As I've written elsewhere: if your customers mostly run Ubuntu, then test dtrace on Ubuntu too. It'd give you just as accurate impression about what the dtrace 'experience' is as installing SystemTap on Ubuntu.

Edit: actually looks like Joyent wrote the shitstorm post for a few years ago, you've still got it up, you still don't see anything wrong, and you just linked to it.

christ read the HN comments from 2011. https://news.ycombinator.com/item?id=3118416

Edit 2: you're Bryan Cantrill. You didn't seem to care much about performance a while ago: http://cryptnet.net/mirrors/texts/kissedagirl.html

Edit 3: more Cantrill classiness http://www.quora.com/Node-js/Why-did-Ben-Noordhuis-decide-to...

Sorry to anyone who thinks I've gotten personal, but this guy is a well known... unsavoury character.

Sorry, which facts are you accusing him of misrepresenting? Brendan is pretty upfront with what SystemTap is and isn't; which part of his in-depth blog entry on SystemTap[1] do you disagree with? And I get that you're upset that he used Ubuntu, but he's also upfront about why (namely, that's what our customers use); that seems to me to be more of a fact that you don't like rather than a misrepresentation.

I'm also a little confused about your first edit; which "shitstorm" post are you referring to? As far as I can tell, his SystemTap blog entry did not attract a shitstorm -- unless you count you taking issue with it under two different account names on HN[2].

Finally, as for your second edit: given that you've already praised my work, I'll happily accept you assailing me personally. (Or rather, I certainly prefer that to having you praise me personally, but condemn my work...)

[1] http://dtrace.org/blogs/brendan/2011/10/15/using-systemtap/

[2] https://news.ycombinator.com/item?id=3118416, posting as both "nailer" and "mikemaccana"

I have stated which parts are incorrect, and why, very clearly, twice. Stop asking.

Yep, I have two HN accounts from clickpass/openid being shut down, I've emailed YC quite a while ago to sort it out. Hopefully they'll get around to it at some point. The accounts posted in different threads - if I'm astroturfing, I'm not doing it very well. Two other accounts also point out holes in the post.

We're both aware you're well known as a fairly unethical individual, you already know what's false, and you're not interested in correcting anything. I think I've engaged with you enough.

Um, wow. I'm "well known as a fairly unethical individual"?! I mean, I know I'm being trolled here, but there's a level of accusation that I simply can't leave unchallenged. Like any human, I'm certainly loaded with faults; I can be brash and opinionated and intimidating and abrasive -- but I also consider myself an intensely ethical person who feels a profound sense of responsibility to my family, my team, my company, my community and my craft. So at the risk of feeding the trolls, can you be specific about why you think me to be unethical?

Edit: Okay, looking at the extensive edits above, it's clear that claiming I'm "fairly unethical" was a reference -- at least in part -- to the pronoun fracas. You may disagree with my position on that (though it's a position I stand by, for whatever it's worth), but I would refer you to cooler discussion on it[1] in hopes that you might at least better understand my perspective.
____
**TASKS AND EXERCISES:**
A: In the thread about DTrace and SystemTap, list everything toward which one participant says he feels a profound sense of responsibility.
B: Write the next part of the thread about DTrace and SystemTap, starting after its final sentence.
The material placed after this thread is not needed for the work here.

**SOURCE MATERIAL:**
____
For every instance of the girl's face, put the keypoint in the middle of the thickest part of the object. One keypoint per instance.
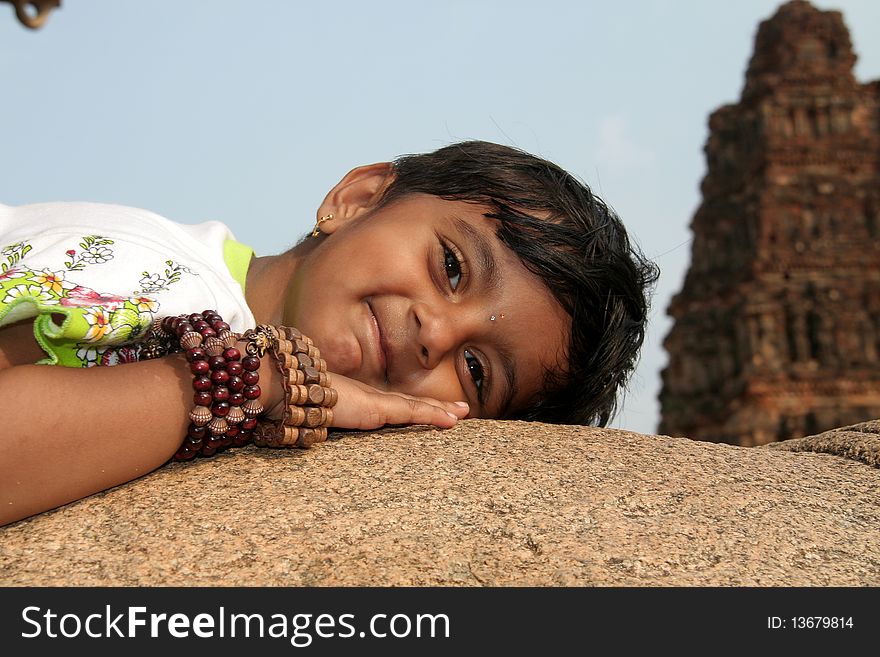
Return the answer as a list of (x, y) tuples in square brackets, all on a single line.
[(421, 297)]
____
**SET OF ANSWERS:**
A: His family, his team, his company, his community, and his craft.

B:
[1] https://gist.github.com/trevnorris/7729322

Yeah, you are unethical. If you had been judged by Sun in the way that you judged Ben Noordhuis then you wouldn't have a job.

I don't think you ever apologized for your "ever kissed a girl" comment? Now you are some sort of bastion of moral integrity that threatens to fire someone you don't employ?

Wow, I wish I could flag posts and not only threads. Hell, I wish I could flag users. You have no place here.

/edit: when I posted this, the post above was full of insults.

Sorry, this guy really gets on my nerves, I hope you can understand why. I've edited my post to use better language.
You can flag posts, just click on the link that says "link".
Demonstrating on Ubuntu was indeed deliberate -- it's because most of my customers, and most of the performance issues I'm debugging, are on Ubuntu.
For the sake of consistency, then, I suggest you install dtrace on Ubuntu.
I thought that was sort of his point, that you can't? I didn't read it as a DTrace vs. Systemtap discussion, but as an observability-on-SmartOS versus observability-on-Ubuntu discussion. If Ubuntu shipped with DTrace (or it could be easily installed), there'd be no real observability difference.

It's a good point that this is a SmartOS vs. Ubuntu rather than SmartOS vs. all-Linuxes comparison, though.

Running dtrace on Ubuntu is possible: much like SystemTap, it's unsupported and involves lots of messing around.

If someone wrote an article called 'Using dtrace' and wrote about the poor experience they had on Ubuntu it'd be just as (in)valid.

I did, and I've used it to solve issues on Ubuntu, reproduced in the lab. It's not very featured yet, and it can panic and freeze the kernel. That's why I said "Not safe for production use yet".
That post is from 1996. Although it's not great to dismiss a technical post with a single line of snark, is it really relevant to question someone's character based on a post from 18 years ago?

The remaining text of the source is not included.